─── Texto do documento ───
Joaquim de Freitas disse...

Anonimo de 25 de Março: Permita que lhe responda : Conheço bem a capacidade dos coreanos quando é preciso afronter um inimigo. Conheço bastante bem o país.

A Coreia do Sul "agiu de forma rápida e bem".

O número total de testes quotidianos realizados foi de 220.000. O país tem 500 clínicas autorizadas a efectuar as mesmas, incluindo cerca de quarenta clínicas móveis, de forma a minimizar o contacto entre potenciais doentes e profissionais de saúde.

De facto, a Coreia do Sul aprendeu com os seus próprios erros, incluindo a falta de testes disponíveis durante a Crise da Síndrome Respiratória do Médio Oriente (Mers) de 2015. Que lhes custou muito caro.

Assim, acelerou os procedimentos de teste, e algumas semanas após o aparecimento do coronavírus na China, Seul deu luz verde à disponibilização de um novo teste de diagnóstico Covid-19 em seis horas.

O isolamento foi tão severo como na China. As autoridades lançaram uma campanha de "distância social", instando as pessoas a ficarem em casa, a evitarem reuniões e a minimizarem o contacto. Como resultado, geralmente bairros habitualmente lotados esvaziaram-se. Muitos eventos desportivos ou culturais foram cancelados e o uso da máscara tornou-se generalizado., como impôs o governo, que pôde contar com uma população que respeitava particularmente as orientações.

A Coreia do Sul "agiu de forma rápida e bem".
───
*Exercício A*
De acordo com o comentário sobre a Coreia do Sul, quantas clínicas estão autorizadas a efetuar testes no país?
*Exercício B*
Transcreva do comentário sobre a Coreia do Sul o trecho entre "Anonimo de 25" e "em seis horas.", inclusive.
*Exercício C*
Enumere as ações que, segundo o comentário sobre a Coreia do Sul, as autoridades instaram as pessoas a praticar na campanha de "distância social".
Os registos não têm qualquer papel nesta atividade.
─── Registos fornecidos ───
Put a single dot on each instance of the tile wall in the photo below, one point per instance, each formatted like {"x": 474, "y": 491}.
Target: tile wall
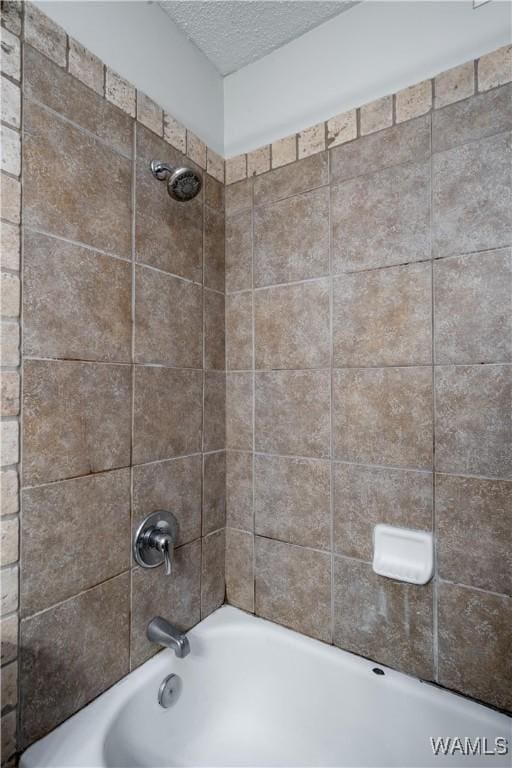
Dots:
{"x": 369, "y": 343}
{"x": 123, "y": 382}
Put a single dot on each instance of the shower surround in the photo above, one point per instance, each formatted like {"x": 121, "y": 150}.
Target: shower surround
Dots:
{"x": 368, "y": 328}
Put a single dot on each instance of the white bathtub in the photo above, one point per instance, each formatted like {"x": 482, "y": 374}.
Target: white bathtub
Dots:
{"x": 256, "y": 694}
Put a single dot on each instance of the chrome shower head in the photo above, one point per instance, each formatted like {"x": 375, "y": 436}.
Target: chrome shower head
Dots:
{"x": 183, "y": 183}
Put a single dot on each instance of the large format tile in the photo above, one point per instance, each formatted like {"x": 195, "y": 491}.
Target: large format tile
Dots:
{"x": 240, "y": 569}
{"x": 474, "y": 532}
{"x": 239, "y": 353}
{"x": 406, "y": 143}
{"x": 381, "y": 219}
{"x": 482, "y": 115}
{"x": 293, "y": 179}
{"x": 292, "y": 500}
{"x": 384, "y": 416}
{"x": 51, "y": 85}
{"x": 168, "y": 234}
{"x": 213, "y": 584}
{"x": 239, "y": 251}
{"x": 82, "y": 191}
{"x": 174, "y": 485}
{"x": 167, "y": 413}
{"x": 293, "y": 587}
{"x": 293, "y": 412}
{"x": 176, "y": 598}
{"x": 474, "y": 420}
{"x": 386, "y": 620}
{"x": 474, "y": 644}
{"x": 292, "y": 326}
{"x": 214, "y": 429}
{"x": 57, "y": 523}
{"x": 383, "y": 317}
{"x": 214, "y": 492}
{"x": 291, "y": 239}
{"x": 472, "y": 196}
{"x": 70, "y": 654}
{"x": 479, "y": 286}
{"x": 239, "y": 475}
{"x": 76, "y": 421}
{"x": 239, "y": 411}
{"x": 367, "y": 496}
{"x": 76, "y": 303}
{"x": 168, "y": 319}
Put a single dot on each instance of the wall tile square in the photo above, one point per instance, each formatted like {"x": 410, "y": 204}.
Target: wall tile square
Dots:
{"x": 293, "y": 413}
{"x": 45, "y": 35}
{"x": 385, "y": 620}
{"x": 85, "y": 640}
{"x": 470, "y": 510}
{"x": 239, "y": 475}
{"x": 214, "y": 331}
{"x": 292, "y": 500}
{"x": 476, "y": 118}
{"x": 472, "y": 197}
{"x": 74, "y": 508}
{"x": 214, "y": 492}
{"x": 181, "y": 596}
{"x": 240, "y": 569}
{"x": 239, "y": 354}
{"x": 76, "y": 419}
{"x": 376, "y": 115}
{"x": 47, "y": 83}
{"x": 167, "y": 413}
{"x": 173, "y": 485}
{"x": 293, "y": 587}
{"x": 239, "y": 411}
{"x": 384, "y": 416}
{"x": 480, "y": 287}
{"x": 291, "y": 239}
{"x": 238, "y": 251}
{"x": 98, "y": 210}
{"x": 214, "y": 430}
{"x": 292, "y": 326}
{"x": 454, "y": 84}
{"x": 168, "y": 234}
{"x": 474, "y": 420}
{"x": 382, "y": 219}
{"x": 76, "y": 302}
{"x": 367, "y": 496}
{"x": 407, "y": 143}
{"x": 383, "y": 317}
{"x": 168, "y": 320}
{"x": 86, "y": 66}
{"x": 474, "y": 644}
{"x": 304, "y": 175}
{"x": 213, "y": 585}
───
*Resposta escrita A*
500 clínicas, incluindo cerca de quarenta clínicas móveis.

*Resposta escrita B*
Anonimo de 25 de Março: Permita que lhe responda : Conheço bem a capacidade dos coreanos quando é preciso afronter um inimigo. Conheço bastante bem o país.

A Coreia do Sul "agiu de forma rápida e bem".

O número total de testes quotidianos realizados foi de 220.000. O país tem 500 clínicas autorizadas a efectuar as mesmas, incluindo cerca de quarenta clínicas móveis, de forma a minimizar o contacto entre potenciais doentes e profissionais de saúde.

De facto, a Coreia do Sul aprendeu com os seus próprios erros, incluindo a falta de testes disponíveis durante a Crise da Síndrome Respiratória do Médio Oriente (Mers) de 2015. Que lhes custou muito caro.

Assim, acelerou os procedimentos de teste, e algumas semanas após o aparecimento do coronavírus na China, Seul deu luz verde à disponibilização de um novo teste de diagnóstico Covid-19 em seis horas.

*Resposta escrita C*
Ficar em casa; evitar reuniões; minimizar o contacto.